EXERCISE >>
Word for word, restate the listing; omit the pictures.

____________

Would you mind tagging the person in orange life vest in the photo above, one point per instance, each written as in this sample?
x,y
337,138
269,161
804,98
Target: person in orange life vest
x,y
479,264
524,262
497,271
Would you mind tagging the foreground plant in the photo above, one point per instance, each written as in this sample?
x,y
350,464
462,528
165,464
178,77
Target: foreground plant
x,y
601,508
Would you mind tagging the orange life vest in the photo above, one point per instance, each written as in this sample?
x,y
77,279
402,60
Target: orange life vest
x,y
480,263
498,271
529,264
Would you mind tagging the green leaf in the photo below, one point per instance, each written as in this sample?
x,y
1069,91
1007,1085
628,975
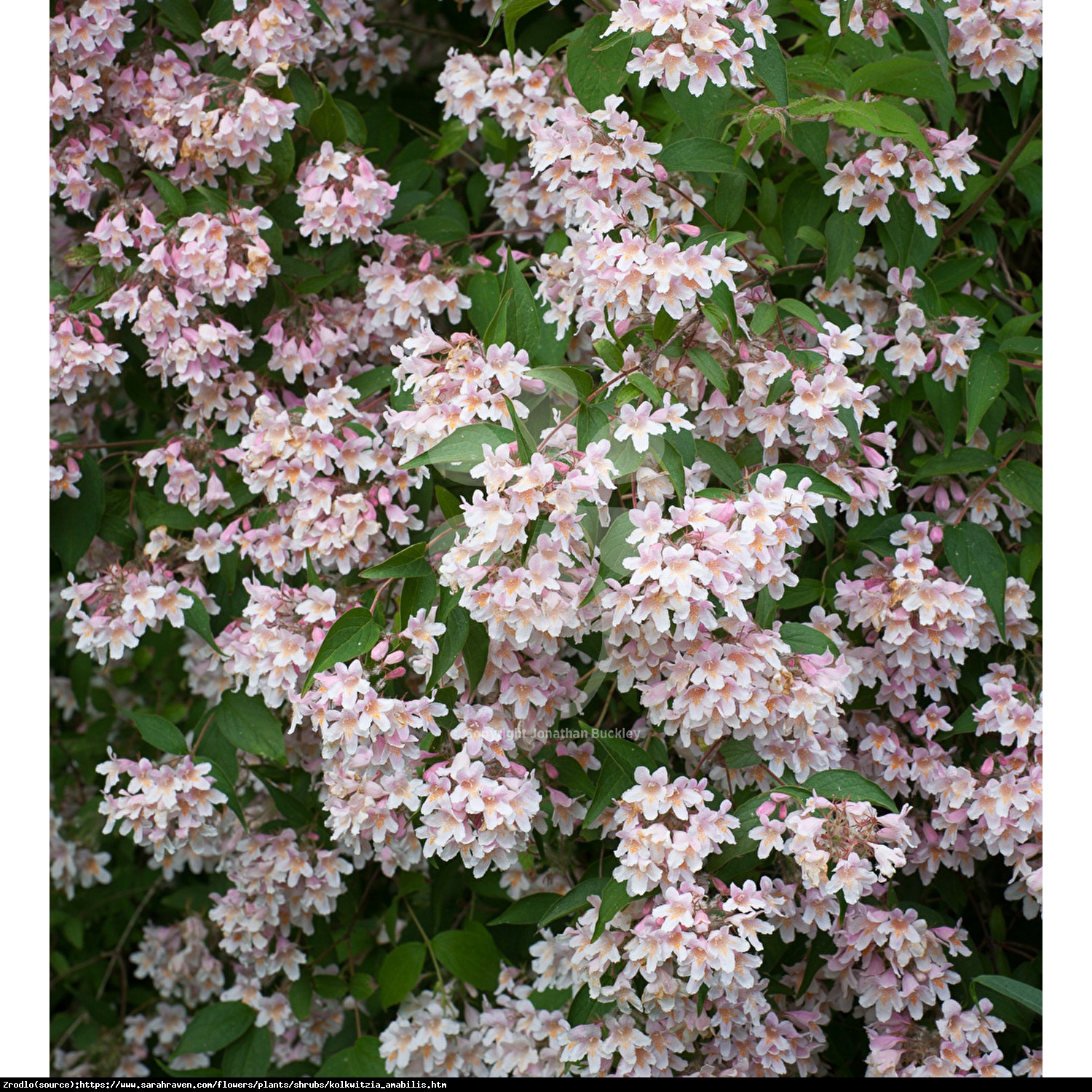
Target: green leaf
x,y
226,784
961,461
159,732
844,240
577,899
197,618
451,644
614,550
933,24
282,159
515,10
463,446
721,463
475,652
974,554
1019,992
614,898
470,954
795,474
74,521
1024,480
360,1061
247,723
906,76
698,153
620,759
400,971
801,310
528,911
522,318
299,998
523,440
806,640
770,69
353,635
250,1055
593,72
740,755
356,130
987,377
325,122
550,1000
585,1010
215,1026
574,777
406,563
849,784
173,197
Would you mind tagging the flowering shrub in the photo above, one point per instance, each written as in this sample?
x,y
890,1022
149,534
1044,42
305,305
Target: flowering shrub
x,y
546,526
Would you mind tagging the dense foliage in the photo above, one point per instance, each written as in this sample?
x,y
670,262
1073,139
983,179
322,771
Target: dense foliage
x,y
546,528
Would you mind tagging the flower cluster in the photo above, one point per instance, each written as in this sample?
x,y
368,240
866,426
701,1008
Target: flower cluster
x,y
692,43
71,863
111,612
177,961
342,196
165,806
849,838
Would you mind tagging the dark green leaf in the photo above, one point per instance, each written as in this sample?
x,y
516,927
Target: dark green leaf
x,y
450,644
250,1055
593,72
806,640
197,618
698,153
215,1026
528,911
247,723
850,786
159,732
470,954
614,898
795,474
173,197
1024,480
738,755
406,563
1019,992
353,635
987,377
74,522
327,122
400,971
844,240
463,446
770,69
974,554
577,899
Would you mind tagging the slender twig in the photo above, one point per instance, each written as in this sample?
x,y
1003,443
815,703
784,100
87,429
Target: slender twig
x,y
998,178
986,484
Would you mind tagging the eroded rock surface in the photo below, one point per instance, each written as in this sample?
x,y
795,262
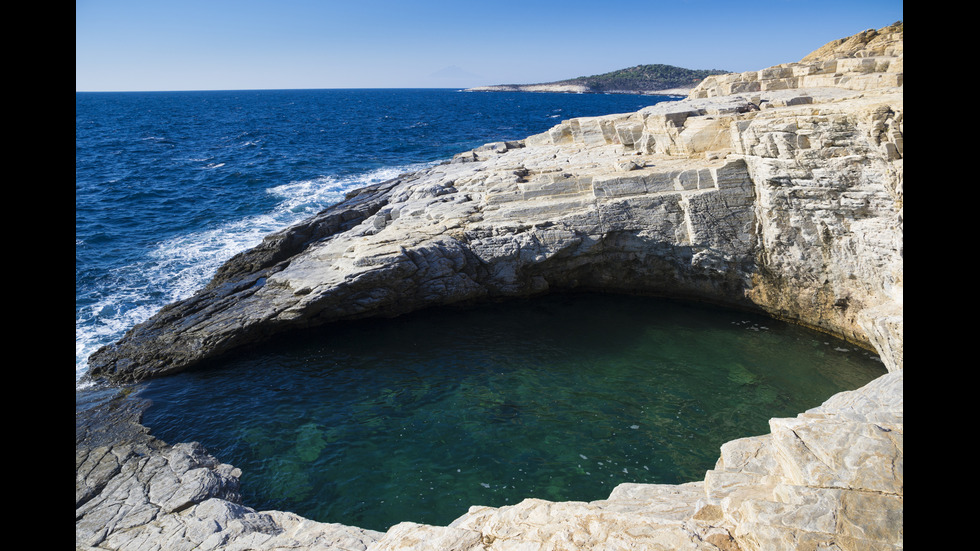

____________

REPLY >>
Would you mind tagging the person in orange life vest in the photo above, one point per instance, each written as in this sample?
x,y
337,138
269,161
804,98
Target: person in orange life vest
x,y
479,264
524,262
497,271
Would you mind tagging the foreground plant in the photo above, one point per instance, each written as in this sample?
x,y
350,464
462,528
165,464
178,77
Target: foreground plant
x,y
601,508
Would you mind tagging the orange life vest in the photo above, one point per instance, each written as in this sample?
x,y
77,279
402,60
Target: orange life vest
x,y
480,263
498,271
529,264
Would you mind tagging the green leaf in the photo below, one point per instance, each written as in this sample?
x,y
1069,91
1007,1085
628,975
Target: green leaf
x,y
226,784
961,461
159,732
844,240
577,899
197,618
451,644
614,550
933,24
282,159
515,10
463,446
721,463
475,652
974,554
1019,992
614,898
470,954
795,474
74,521
1024,480
360,1061
247,723
906,76
698,153
620,759
400,971
801,310
528,911
522,318
299,998
523,440
806,640
770,69
353,635
250,1055
593,72
740,755
356,130
987,377
325,122
550,1000
585,1010
215,1026
574,777
406,563
849,784
173,197
Would you mind tagging the flowering shrub in the photo above, one point per instance, each written as in this sample?
x,y
890,1022
149,534
1044,42
305,305
Target: flowering shrub
x,y
546,526
Would you mind tagging the dense foliage in the photo above, one point per instance, each written as in this sample?
x,y
670,262
1073,139
983,179
322,771
Target: dense foliage
x,y
546,528
Would you mind tagging the flower cluster in the photo above, one point per instance, each written as in this sample?
x,y
368,240
866,426
701,1008
Target: flower cluster
x,y
692,43
71,863
111,612
177,961
342,196
165,806
849,838
Would you mind tagging the dark green leaf in the photo above, one point per instance, each written as in this sample?
x,y
516,927
Target: dark green leaf
x,y
450,644
250,1055
593,72
806,640
197,618
698,153
215,1026
528,911
247,723
850,786
159,732
470,954
614,898
795,474
173,197
1024,480
738,755
406,563
1019,992
353,635
987,377
74,522
327,122
400,971
844,240
463,446
770,69
974,554
577,899
Would you mind tagging the slender twig in the photo above, one point per instance, each written as in this sample?
x,y
1003,443
815,703
784,100
87,429
Target: slender twig
x,y
998,178
986,484
Would you mind tagging the eroded rock surface in the photo below, one point per instance, each written as in this sample?
x,y
795,262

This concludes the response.